Work to be completed — Should an entry contain an image, leave the image out and repeat the entry's text exactly.

######

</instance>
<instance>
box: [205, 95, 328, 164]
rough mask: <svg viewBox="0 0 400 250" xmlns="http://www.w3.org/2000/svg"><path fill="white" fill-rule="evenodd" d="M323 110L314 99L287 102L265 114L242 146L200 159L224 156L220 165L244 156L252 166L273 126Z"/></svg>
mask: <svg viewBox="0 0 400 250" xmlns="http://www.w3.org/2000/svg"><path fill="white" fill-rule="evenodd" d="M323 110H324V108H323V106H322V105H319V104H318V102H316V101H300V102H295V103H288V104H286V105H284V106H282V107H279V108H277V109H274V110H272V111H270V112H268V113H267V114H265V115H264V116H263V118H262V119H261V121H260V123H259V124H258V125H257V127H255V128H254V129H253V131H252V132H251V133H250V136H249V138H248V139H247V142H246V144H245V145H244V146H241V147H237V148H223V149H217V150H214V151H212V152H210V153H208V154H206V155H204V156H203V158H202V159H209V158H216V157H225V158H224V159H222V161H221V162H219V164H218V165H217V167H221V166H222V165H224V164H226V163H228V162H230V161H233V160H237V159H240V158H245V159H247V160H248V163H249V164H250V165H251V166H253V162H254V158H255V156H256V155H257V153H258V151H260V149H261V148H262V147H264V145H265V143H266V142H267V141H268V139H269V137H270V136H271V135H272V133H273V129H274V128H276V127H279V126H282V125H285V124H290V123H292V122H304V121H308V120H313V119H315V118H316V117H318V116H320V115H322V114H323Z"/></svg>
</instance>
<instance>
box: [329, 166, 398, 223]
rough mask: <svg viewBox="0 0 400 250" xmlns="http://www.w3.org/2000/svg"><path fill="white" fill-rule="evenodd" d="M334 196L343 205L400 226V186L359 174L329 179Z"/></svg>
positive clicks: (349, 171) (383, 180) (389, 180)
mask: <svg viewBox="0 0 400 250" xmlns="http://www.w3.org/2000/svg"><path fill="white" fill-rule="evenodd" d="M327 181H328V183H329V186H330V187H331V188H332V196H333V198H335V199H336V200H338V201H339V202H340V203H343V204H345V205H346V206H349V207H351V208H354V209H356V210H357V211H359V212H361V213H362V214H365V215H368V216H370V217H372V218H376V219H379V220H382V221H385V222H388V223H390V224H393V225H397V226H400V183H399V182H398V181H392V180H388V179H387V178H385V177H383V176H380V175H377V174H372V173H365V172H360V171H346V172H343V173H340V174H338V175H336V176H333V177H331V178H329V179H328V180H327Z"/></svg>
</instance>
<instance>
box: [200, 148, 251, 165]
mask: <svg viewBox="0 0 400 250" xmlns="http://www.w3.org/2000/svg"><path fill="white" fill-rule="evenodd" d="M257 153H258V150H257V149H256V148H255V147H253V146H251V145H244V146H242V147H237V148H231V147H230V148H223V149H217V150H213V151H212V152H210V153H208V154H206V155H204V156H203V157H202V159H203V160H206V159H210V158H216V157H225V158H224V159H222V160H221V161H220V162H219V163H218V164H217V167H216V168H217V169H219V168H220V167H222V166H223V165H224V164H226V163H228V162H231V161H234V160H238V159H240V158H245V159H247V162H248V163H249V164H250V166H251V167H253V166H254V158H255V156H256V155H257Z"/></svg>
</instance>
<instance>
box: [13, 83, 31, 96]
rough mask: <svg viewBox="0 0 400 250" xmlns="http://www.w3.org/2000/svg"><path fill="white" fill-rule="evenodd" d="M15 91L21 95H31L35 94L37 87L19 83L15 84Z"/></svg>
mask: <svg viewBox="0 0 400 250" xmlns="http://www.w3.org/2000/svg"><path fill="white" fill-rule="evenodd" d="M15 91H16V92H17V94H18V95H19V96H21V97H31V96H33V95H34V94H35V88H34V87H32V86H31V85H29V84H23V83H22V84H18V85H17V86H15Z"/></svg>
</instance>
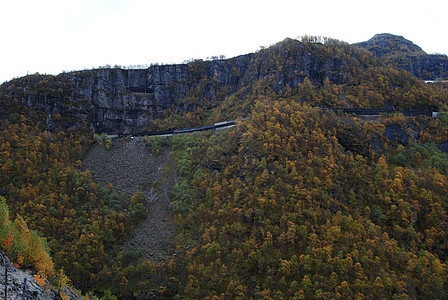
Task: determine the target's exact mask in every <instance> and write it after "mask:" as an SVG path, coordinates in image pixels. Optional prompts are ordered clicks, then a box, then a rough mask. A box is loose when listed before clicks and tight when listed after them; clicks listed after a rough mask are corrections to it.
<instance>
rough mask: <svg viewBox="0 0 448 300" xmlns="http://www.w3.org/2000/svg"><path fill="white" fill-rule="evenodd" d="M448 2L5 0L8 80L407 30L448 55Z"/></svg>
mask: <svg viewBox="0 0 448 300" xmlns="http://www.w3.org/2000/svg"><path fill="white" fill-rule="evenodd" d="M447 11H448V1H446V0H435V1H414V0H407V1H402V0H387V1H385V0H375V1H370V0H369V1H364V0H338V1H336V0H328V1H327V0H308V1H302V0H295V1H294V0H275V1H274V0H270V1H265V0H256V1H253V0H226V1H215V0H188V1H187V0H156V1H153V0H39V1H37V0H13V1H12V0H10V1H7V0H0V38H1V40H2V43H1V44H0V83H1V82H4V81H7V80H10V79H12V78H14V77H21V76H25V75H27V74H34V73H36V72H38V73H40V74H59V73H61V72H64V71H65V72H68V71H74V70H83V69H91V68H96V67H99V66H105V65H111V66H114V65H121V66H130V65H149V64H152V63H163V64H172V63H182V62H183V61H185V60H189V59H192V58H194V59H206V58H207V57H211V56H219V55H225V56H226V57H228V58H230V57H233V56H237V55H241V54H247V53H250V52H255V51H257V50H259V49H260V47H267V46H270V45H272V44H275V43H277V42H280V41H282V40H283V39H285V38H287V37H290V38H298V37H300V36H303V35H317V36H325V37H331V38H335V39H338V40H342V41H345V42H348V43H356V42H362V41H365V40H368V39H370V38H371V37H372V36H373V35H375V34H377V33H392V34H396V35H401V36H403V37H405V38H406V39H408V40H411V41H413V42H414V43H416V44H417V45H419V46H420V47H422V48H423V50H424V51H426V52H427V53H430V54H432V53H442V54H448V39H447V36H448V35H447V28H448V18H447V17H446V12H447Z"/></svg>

######

Response to this task —
</instance>
<instance>
box: [205, 95, 328, 164]
rough mask: <svg viewBox="0 0 400 250" xmlns="http://www.w3.org/2000/svg"><path fill="white" fill-rule="evenodd" d="M323 110L314 99L287 102L265 114L242 146L200 159L224 156L220 165L244 156L252 166L273 126Z"/></svg>
mask: <svg viewBox="0 0 400 250" xmlns="http://www.w3.org/2000/svg"><path fill="white" fill-rule="evenodd" d="M323 110H324V108H323V106H322V105H319V104H318V102H316V101H300V102H295V103H288V104H286V105H284V106H282V107H279V108H277V109H274V110H272V111H270V112H268V113H267V114H265V115H264V116H263V118H262V119H261V121H260V123H259V124H258V125H257V127H255V128H254V129H253V131H252V132H251V133H250V136H249V138H248V139H247V142H246V144H245V145H244V146H241V147H237V148H223V149H217V150H214V151H212V152H210V153H208V154H206V155H204V156H203V158H202V159H209V158H216V157H225V158H224V159H222V161H221V162H219V164H218V165H217V167H221V166H222V165H224V164H226V163H228V162H230V161H233V160H237V159H240V158H245V159H247V160H248V163H249V164H250V165H251V166H253V162H254V158H255V156H256V155H257V153H258V151H260V149H261V148H262V147H264V145H265V143H266V142H267V141H268V139H269V137H270V136H271V135H272V133H273V129H274V128H276V127H279V126H282V125H285V124H290V123H292V122H304V121H308V120H313V119H315V118H316V117H318V116H320V115H322V114H323Z"/></svg>
</instance>
<instance>
box: [329, 166, 398, 223]
rough mask: <svg viewBox="0 0 400 250" xmlns="http://www.w3.org/2000/svg"><path fill="white" fill-rule="evenodd" d="M334 196L343 205L400 226V186L359 174L329 179Z"/></svg>
positive clicks: (349, 171) (383, 180) (389, 180)
mask: <svg viewBox="0 0 400 250" xmlns="http://www.w3.org/2000/svg"><path fill="white" fill-rule="evenodd" d="M327 181H328V183H329V186H330V187H331V188H332V196H333V198H335V199H336V200H338V201H339V202H340V203H343V204H345V205H346V206H349V207H351V208H354V209H356V210H357V211H359V212H361V213H362V214H365V215H368V216H370V217H372V218H376V219H379V220H382V221H385V222H388V223H390V224H393V225H397V226H400V183H399V182H398V181H392V180H388V179H387V178H385V177H383V176H380V175H377V174H372V173H365V172H360V171H346V172H343V173H340V174H338V175H336V176H333V177H331V178H329V179H328V180H327Z"/></svg>
</instance>
<instance>
box: [200, 148, 251, 165]
mask: <svg viewBox="0 0 400 250" xmlns="http://www.w3.org/2000/svg"><path fill="white" fill-rule="evenodd" d="M257 153H258V150H257V149H256V148H255V147H253V146H251V145H244V146H242V147H237V148H231V147H230V148H223V149H217V150H213V151H212V152H210V153H208V154H206V155H204V156H203V157H202V159H203V160H206V159H210V158H216V157H225V158H224V159H222V160H221V161H220V162H219V163H218V164H217V167H216V168H217V169H219V168H220V167H222V166H223V165H224V164H226V163H228V162H231V161H234V160H238V159H240V158H245V159H247V162H248V163H249V164H250V166H251V167H253V166H254V158H255V156H256V155H257Z"/></svg>
</instance>
<instance>
box: [13, 83, 31, 96]
rough mask: <svg viewBox="0 0 400 250" xmlns="http://www.w3.org/2000/svg"><path fill="white" fill-rule="evenodd" d="M15 91L21 95H31L35 94L37 87L19 83L15 84Z"/></svg>
mask: <svg viewBox="0 0 400 250" xmlns="http://www.w3.org/2000/svg"><path fill="white" fill-rule="evenodd" d="M15 91H16V92H17V94H18V95H19V96H21V97H31V96H33V95H34V94H35V88H34V87H32V86H31V85H29V84H23V83H22V84H18V85H17V86H15Z"/></svg>
</instance>
Task: determine the target's exact mask in every <instance> and write it after "mask:" as an SVG path, coordinates in image pixels. Optional prompts are ordered clicks, then a box, then a rough mask. A box is loose when listed before clicks and tight when listed after them; clicks listed after a rough mask are corrections to it.
<instance>
rough mask: <svg viewBox="0 0 448 300" xmlns="http://www.w3.org/2000/svg"><path fill="white" fill-rule="evenodd" d="M448 2L5 0L8 80L407 30L448 55Z"/></svg>
mask: <svg viewBox="0 0 448 300" xmlns="http://www.w3.org/2000/svg"><path fill="white" fill-rule="evenodd" d="M447 11H448V1H446V0H435V1H414V0H407V1H402V0H387V1H385V0H375V1H370V0H369V1H364V0H338V1H336V0H328V1H327V0H308V1H302V0H295V1H294V0H275V1H274V0H270V1H265V0H256V1H253V0H226V1H215V0H188V1H187V0H156V1H153V0H39V1H37V0H13V1H12V0H10V1H7V0H0V38H1V40H2V43H1V44H0V83H1V82H4V81H7V80H10V79H12V78H14V77H21V76H25V75H27V74H34V73H36V72H38V73H40V74H59V73H61V72H64V71H65V72H68V71H74V70H83V69H91V68H96V67H99V66H105V65H111V66H114V65H121V66H130V65H149V64H152V63H163V64H172V63H182V62H183V61H185V60H189V59H192V58H194V59H206V58H207V57H211V56H219V55H225V56H226V57H228V58H230V57H233V56H237V55H241V54H247V53H250V52H255V51H257V50H259V49H260V47H267V46H270V45H272V44H275V43H277V42H280V41H282V40H283V39H285V38H287V37H290V38H298V37H300V36H303V35H317V36H325V37H331V38H335V39H338V40H342V41H345V42H348V43H356V42H362V41H365V40H368V39H370V38H371V37H372V36H373V35H375V34H377V33H392V34H396V35H401V36H403V37H405V38H406V39H408V40H411V41H413V42H414V43H416V44H417V45H419V46H420V47H422V48H423V50H424V51H426V52H427V53H430V54H432V53H442V54H448V39H447V36H448V35H447V28H448V18H447V17H446V12H447Z"/></svg>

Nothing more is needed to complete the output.